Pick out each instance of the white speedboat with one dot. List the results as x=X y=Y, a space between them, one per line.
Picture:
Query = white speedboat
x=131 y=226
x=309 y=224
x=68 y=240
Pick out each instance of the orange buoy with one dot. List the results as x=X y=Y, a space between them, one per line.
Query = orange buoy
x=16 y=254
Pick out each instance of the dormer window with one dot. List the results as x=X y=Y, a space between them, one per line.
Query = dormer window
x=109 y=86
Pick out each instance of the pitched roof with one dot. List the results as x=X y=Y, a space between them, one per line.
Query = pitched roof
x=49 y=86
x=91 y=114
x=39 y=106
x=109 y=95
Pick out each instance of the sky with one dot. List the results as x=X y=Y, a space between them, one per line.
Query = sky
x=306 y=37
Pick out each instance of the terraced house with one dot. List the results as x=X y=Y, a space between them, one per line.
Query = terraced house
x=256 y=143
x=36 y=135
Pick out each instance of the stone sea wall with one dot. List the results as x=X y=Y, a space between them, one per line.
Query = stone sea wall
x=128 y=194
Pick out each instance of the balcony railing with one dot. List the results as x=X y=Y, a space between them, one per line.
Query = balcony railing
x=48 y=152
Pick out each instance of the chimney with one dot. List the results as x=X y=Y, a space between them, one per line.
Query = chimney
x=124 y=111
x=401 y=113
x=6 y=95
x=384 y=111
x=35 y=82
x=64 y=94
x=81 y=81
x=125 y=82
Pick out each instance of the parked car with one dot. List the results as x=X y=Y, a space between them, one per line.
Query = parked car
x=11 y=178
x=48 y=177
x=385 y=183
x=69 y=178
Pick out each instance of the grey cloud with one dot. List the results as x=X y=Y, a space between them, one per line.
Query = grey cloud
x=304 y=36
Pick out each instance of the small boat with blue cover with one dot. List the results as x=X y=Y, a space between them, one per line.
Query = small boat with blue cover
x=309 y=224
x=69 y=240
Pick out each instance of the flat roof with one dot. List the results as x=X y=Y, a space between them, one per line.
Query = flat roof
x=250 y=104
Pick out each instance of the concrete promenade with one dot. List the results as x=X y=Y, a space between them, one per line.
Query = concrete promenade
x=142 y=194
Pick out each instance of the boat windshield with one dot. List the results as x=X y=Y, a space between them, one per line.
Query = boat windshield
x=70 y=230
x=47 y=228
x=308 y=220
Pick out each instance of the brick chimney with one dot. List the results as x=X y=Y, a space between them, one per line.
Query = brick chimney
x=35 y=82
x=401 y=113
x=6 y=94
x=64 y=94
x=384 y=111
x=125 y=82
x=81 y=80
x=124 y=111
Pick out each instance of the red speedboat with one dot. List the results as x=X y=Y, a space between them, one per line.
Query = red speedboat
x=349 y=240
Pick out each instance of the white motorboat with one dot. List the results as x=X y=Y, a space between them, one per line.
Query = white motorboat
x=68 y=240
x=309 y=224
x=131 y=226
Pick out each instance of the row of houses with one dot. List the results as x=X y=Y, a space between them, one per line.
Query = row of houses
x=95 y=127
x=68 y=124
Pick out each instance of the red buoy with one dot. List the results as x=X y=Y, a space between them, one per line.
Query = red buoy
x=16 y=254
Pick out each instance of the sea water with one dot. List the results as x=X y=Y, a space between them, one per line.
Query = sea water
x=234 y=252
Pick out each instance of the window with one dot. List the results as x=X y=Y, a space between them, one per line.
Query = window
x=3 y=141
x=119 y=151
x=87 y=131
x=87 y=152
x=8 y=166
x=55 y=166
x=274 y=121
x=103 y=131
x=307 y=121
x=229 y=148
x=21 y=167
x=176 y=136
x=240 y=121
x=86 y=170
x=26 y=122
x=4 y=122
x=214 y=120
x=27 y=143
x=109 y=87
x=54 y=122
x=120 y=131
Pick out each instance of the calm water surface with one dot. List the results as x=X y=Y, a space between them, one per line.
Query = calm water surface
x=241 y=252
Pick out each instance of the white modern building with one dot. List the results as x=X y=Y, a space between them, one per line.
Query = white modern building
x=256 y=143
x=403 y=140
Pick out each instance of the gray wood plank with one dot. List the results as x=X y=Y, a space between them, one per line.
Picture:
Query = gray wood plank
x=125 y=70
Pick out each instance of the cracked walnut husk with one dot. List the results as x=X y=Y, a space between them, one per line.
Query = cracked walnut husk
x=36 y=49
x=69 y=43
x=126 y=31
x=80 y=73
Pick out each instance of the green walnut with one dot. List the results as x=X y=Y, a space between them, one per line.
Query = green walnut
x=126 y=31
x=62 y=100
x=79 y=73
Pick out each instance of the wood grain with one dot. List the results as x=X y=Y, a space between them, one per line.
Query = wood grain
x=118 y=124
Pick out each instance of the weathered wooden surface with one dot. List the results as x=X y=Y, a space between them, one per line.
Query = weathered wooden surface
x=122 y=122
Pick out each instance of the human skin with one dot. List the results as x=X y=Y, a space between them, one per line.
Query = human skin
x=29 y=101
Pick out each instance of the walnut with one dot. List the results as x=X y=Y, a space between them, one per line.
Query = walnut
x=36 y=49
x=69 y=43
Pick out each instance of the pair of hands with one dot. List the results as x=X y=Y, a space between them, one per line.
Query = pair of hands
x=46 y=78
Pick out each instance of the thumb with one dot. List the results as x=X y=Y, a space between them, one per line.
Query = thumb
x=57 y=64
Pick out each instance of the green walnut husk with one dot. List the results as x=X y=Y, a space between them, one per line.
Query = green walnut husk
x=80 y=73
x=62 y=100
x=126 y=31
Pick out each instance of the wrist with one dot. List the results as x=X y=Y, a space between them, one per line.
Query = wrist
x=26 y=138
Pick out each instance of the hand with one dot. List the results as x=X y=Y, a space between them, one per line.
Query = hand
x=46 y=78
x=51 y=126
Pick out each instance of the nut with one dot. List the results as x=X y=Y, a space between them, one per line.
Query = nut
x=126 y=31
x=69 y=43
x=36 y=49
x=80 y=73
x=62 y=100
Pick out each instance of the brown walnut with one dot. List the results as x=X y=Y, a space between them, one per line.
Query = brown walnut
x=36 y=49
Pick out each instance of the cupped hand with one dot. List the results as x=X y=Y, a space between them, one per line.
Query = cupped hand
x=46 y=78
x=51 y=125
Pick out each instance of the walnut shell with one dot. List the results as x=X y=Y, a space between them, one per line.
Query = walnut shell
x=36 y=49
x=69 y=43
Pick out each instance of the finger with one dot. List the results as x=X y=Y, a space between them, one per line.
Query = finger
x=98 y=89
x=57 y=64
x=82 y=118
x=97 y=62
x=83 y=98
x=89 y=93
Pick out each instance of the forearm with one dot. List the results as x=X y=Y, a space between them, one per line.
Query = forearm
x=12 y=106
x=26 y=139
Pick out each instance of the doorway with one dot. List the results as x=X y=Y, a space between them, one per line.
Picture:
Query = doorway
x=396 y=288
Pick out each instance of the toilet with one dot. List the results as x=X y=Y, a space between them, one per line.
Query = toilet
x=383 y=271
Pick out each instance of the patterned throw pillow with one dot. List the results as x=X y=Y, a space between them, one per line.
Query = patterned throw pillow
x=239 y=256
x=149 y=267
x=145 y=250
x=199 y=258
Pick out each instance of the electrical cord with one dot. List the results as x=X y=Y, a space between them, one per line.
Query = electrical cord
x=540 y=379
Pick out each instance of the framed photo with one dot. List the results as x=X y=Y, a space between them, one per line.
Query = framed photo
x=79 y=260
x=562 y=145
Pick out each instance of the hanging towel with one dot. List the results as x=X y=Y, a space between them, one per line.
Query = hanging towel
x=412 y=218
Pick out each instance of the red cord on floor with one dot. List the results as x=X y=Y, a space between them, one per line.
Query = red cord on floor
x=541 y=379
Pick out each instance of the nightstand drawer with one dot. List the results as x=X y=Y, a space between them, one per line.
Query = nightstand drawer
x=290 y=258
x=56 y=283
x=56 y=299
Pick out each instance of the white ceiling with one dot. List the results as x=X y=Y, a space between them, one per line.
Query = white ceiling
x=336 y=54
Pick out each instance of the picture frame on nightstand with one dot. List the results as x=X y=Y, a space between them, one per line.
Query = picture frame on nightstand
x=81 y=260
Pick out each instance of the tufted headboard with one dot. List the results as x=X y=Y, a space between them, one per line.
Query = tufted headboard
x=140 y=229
+===+
Work required: Print, exactly as written, the first line of the records above and each line after it until the line with "Pick out each instance of the pitched", which is printed too.

Answer below:
Pick out each instance of the white speedboat with one dot. List the results as x=X y=Y, a space between them, one per line.
Picture:
Query = white speedboat
x=131 y=226
x=309 y=224
x=68 y=240
Pick out each instance of the orange buoy with one dot. List the results as x=X y=Y, a space between them, one per line.
Query = orange buoy
x=16 y=254
Pick out each instance of the dormer window with one dot. List the results as x=X y=Y, a space between them, one per line.
Query = dormer window
x=109 y=86
Pick out each instance of the pitched roof with one dot. List the results as x=X y=Y, a space between them, one per line.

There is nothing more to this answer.